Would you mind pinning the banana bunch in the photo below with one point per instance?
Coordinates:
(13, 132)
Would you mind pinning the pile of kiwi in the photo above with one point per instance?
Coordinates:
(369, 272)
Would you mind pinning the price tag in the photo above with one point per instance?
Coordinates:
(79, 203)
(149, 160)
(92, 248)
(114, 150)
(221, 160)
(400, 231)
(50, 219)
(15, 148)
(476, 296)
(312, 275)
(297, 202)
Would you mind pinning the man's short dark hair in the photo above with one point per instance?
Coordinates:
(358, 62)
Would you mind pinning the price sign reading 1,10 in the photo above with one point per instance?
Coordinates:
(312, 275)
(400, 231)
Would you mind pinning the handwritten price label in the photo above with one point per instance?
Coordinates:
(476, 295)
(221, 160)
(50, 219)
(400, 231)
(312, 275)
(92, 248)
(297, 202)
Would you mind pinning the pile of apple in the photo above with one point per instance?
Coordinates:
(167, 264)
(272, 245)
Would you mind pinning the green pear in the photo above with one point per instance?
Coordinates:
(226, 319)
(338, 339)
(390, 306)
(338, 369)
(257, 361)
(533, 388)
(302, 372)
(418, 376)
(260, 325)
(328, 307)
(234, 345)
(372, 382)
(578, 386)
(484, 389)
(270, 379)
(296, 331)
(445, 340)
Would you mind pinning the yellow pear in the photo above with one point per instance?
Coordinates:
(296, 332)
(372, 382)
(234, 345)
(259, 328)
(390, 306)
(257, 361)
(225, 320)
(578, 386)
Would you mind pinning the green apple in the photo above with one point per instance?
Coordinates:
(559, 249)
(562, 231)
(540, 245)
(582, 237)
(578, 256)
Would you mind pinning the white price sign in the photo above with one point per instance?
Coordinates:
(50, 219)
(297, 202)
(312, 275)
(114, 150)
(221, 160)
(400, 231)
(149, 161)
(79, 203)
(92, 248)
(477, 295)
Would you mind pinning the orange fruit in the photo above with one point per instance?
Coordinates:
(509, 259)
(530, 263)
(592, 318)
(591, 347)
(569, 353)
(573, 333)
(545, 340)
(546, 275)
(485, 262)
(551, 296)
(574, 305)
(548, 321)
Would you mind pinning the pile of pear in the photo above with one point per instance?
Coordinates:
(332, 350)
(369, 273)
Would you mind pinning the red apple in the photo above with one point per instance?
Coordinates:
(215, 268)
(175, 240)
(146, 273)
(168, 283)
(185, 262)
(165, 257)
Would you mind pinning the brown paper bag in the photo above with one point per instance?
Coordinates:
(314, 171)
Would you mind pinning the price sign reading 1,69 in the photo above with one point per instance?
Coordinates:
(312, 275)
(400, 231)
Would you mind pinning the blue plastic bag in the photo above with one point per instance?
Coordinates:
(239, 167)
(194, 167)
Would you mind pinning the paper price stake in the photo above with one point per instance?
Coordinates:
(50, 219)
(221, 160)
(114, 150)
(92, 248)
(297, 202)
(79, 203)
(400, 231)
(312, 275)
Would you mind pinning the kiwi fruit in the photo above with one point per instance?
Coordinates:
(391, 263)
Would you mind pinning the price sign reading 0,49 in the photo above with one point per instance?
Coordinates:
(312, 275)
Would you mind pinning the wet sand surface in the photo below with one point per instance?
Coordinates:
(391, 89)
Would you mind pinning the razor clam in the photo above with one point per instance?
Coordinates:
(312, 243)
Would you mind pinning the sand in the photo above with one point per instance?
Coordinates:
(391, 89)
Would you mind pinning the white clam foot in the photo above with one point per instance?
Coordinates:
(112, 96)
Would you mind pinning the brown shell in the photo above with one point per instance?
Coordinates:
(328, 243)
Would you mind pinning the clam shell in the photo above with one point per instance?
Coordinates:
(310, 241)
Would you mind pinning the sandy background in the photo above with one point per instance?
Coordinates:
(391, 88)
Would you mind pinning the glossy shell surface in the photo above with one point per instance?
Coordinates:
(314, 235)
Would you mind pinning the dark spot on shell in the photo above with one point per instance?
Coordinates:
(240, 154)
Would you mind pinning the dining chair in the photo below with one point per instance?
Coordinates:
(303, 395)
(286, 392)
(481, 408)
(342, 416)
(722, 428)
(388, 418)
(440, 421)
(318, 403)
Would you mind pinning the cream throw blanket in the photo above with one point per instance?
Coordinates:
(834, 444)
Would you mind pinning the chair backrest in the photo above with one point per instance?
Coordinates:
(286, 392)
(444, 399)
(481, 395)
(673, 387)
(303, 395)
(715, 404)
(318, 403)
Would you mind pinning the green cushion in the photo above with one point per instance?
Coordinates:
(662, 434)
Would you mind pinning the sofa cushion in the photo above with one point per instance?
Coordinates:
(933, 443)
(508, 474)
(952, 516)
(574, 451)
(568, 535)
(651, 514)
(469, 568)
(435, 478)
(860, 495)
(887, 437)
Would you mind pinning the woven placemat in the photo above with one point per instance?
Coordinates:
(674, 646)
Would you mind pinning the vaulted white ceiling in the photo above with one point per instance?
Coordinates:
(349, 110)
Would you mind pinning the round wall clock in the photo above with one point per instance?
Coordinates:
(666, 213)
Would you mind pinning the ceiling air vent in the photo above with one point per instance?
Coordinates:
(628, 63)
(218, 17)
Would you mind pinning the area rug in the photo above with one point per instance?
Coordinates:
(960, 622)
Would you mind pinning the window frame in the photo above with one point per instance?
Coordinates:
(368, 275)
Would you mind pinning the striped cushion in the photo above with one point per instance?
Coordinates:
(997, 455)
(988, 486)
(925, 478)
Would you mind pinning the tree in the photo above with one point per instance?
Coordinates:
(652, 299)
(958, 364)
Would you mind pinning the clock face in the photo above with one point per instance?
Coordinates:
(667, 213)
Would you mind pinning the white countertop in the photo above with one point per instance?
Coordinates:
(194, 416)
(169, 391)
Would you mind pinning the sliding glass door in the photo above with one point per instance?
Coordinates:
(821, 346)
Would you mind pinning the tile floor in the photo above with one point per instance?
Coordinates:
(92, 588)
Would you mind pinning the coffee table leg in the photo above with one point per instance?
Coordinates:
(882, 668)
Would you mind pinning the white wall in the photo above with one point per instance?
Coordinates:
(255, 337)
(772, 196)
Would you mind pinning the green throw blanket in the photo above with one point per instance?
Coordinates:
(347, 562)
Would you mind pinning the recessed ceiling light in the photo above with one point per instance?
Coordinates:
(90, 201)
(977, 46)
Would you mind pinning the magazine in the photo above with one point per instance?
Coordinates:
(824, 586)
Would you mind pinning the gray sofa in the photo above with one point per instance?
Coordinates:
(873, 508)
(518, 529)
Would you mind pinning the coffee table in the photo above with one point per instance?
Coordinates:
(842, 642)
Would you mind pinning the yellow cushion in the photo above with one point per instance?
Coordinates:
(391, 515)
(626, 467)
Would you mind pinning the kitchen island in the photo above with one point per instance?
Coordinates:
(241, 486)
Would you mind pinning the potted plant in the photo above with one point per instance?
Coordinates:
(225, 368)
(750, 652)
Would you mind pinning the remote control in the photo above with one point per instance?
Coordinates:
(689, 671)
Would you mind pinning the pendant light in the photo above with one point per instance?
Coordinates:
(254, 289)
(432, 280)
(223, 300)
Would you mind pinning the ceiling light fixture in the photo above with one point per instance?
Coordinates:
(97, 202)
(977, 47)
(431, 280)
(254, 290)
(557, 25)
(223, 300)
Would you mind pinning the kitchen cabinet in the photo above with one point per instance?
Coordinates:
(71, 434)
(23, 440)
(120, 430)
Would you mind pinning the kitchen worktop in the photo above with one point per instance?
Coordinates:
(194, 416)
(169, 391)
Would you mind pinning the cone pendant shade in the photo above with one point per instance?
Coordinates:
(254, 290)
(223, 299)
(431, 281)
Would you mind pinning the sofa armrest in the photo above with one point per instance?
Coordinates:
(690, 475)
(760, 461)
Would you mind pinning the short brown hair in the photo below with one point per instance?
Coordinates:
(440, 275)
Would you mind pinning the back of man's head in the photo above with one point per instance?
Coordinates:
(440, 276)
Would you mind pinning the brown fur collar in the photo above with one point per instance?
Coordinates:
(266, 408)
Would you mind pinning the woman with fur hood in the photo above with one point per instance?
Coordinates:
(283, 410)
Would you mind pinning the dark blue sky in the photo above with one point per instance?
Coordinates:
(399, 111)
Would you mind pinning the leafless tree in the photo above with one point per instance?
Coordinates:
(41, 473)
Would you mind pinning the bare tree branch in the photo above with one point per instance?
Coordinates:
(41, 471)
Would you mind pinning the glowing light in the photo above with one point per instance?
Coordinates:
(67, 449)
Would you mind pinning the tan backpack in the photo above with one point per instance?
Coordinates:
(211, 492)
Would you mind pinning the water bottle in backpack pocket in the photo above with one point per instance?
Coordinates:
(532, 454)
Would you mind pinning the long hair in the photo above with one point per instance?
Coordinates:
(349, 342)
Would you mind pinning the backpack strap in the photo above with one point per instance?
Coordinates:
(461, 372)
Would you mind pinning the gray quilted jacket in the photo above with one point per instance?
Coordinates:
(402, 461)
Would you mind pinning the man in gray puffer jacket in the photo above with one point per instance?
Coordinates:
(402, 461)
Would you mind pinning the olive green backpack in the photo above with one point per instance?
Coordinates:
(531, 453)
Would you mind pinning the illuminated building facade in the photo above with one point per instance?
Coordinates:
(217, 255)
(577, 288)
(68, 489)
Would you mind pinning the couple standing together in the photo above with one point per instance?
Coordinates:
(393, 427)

============================================================

== Work order ==
Every line in the records above with the string "white" in it should be shown.

== Reply ==
Would you mind pinning the white price sign in the photo above with one point per instance?
Would you mind pinning the white clam foot in the photo above with one point per instance?
Would you mind pinning the vaulted white ceiling in the photo above with one point per instance?
Would you mind pinning the white countertop in the photo above with one point per instance?
Would you mind pinning the white wall in the photo above with one point per instance?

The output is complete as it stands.